In some aspects, subject tracking system 100 may determine that a subject is not identifiable or may mis-identify a subject. This may happen when, for example, the tags are not visible or when the subjects overlap in particular ways. In such cases, subject tracking system 100 may backpropagate identities to older frames in which the identity have been accurately determined. Additionally, or alternatively, subject tracking system 100 may treat each video segment with well identified tracks for each subject as an independent stream of video. The behaviors within each stream may then be analyzed separately to produce disjointed logs. Using these disjointed logs, the identities and activities may be reconnected in a higher level of processing (e.g. at the management device) to produce a contiguous log of activity.

As shown by reference number 560, subject tracking system 100 may perform detection of one or more reference points of a subject. Here, the reference points include a head point, a tail point, and one or more ear points. For example, subject tracking system 100 may detect the one or more reference points using the merged computer vision technique or the non-merged computer vision technique. Examples of such reference points are shown in FIG. 6. As shown by reference number 570, subject tracking system 100 may identify one or more tags (e.g., tag 110) associated with a subject, which is described in more detail in connection with FIG. 6.

As shown by reference number 580, subject tracking system 100 may identify the subject. For example, subject tracking system 100 may identify the subject based on the computer vision technique used to identify the subject and based on the one or more reference points. Here, subject tracking system 100 may identify subjects 105-1, 105-2, and 105-3 based on information indicating which ear tags (e.g., no ear tags, only left ear tag, only right ear tag, or both ear tags) are associated with each subject. Thus, subject tracking system 100 may identify subjects using one or more computer vision techniques in a video, thereby enabling concurrent monitoring of multiple subjects in an enclosure even when the multiple subjects can combine into a single shape in the video. This enables larger scale testing without interrupting social groups of the subjects, thereby facilitating the collection of social interaction information and improving reproducibility of experiments.

As indicated above, FIG. 5 is provided merely as an example. Other examples may differ from what is described with regard to FIG. 5.

FIG. 6 is a diagram of an example 600 of reference points of a set of subjects, as described herein. In FIG. 6, tail reference points (sometimes referred to as tail points) are indicated by reference number 610 and by a white X at the tail of each subject 105. Nose reference points (sometimes referred to as nose points or head points) are indicated by reference number 620 and are shown by a dark gray X and a white dashed circle around the nose of each subject 105. Respective locations for a right ear tag (e.g., tag 110) are shown by reference number 630 using a dashed circle and a small white X. The presence of a right ear tag is denoted by an “R” label. For example, subjects 105-1 and 105-3 are associated with right ear tags and subject 105-2 is not associated with a right ear tag. Respective locations for a left ear tag (e.g., tag 110) are shown by reference number 640 using a dashed circle and a small white X. For example, subjects 105-2 and 105-3 are associated with a left ear tag, and subject 105-1 is not associated with a left ear tag. Thus, subjects 105-1, 105-2, and 105-3 can be differentiated from each other based on the combination of ear tags shown by reference numbers 630 and 640 associated with each subject, such as in process 500 at block 560.

Data -
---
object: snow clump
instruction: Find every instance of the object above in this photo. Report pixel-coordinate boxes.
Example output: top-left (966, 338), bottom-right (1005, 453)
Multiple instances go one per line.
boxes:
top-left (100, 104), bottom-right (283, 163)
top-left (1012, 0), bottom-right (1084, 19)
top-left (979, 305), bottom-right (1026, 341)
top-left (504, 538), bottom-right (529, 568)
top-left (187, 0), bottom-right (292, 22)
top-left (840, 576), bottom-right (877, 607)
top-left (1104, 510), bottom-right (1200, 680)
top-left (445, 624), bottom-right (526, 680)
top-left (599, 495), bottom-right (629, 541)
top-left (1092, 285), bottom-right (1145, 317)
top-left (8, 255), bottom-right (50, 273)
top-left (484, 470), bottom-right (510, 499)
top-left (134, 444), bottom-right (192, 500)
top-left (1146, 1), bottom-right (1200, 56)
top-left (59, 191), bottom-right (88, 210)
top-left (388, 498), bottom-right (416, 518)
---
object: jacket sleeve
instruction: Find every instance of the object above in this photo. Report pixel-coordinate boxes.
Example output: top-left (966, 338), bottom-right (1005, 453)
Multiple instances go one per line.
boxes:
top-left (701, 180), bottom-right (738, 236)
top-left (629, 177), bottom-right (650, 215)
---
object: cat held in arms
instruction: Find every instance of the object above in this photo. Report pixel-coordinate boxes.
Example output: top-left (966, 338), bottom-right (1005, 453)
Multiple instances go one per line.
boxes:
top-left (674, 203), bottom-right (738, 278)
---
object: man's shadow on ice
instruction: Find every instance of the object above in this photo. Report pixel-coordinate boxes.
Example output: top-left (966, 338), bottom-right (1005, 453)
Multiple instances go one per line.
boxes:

Directions -
a) Copy the subject tracking text starting with "As shown by reference number 560, subject" and going on through "with FIG. 6.".
b) In the subject tracking text, which subject is not associated with a left ear tag?

The answers -
a)
As shown by reference number 560, subject tracking system 100 may perform detection of one or more reference points of a subject. Here, the reference points include a head point, a tail point, and one or more ear points. For example, subject tracking system 100 may detect the one or more reference points using the merged computer vision technique or the non-merged computer vision technique. Examples of such reference points are shown in FIG. 6. As shown by reference number 570, subject tracking system 100 may identify one or more tags (e.g., tag 110) associated with a subject, which is described in more detail in connection with FIG. 6.

b) Subject 105-1.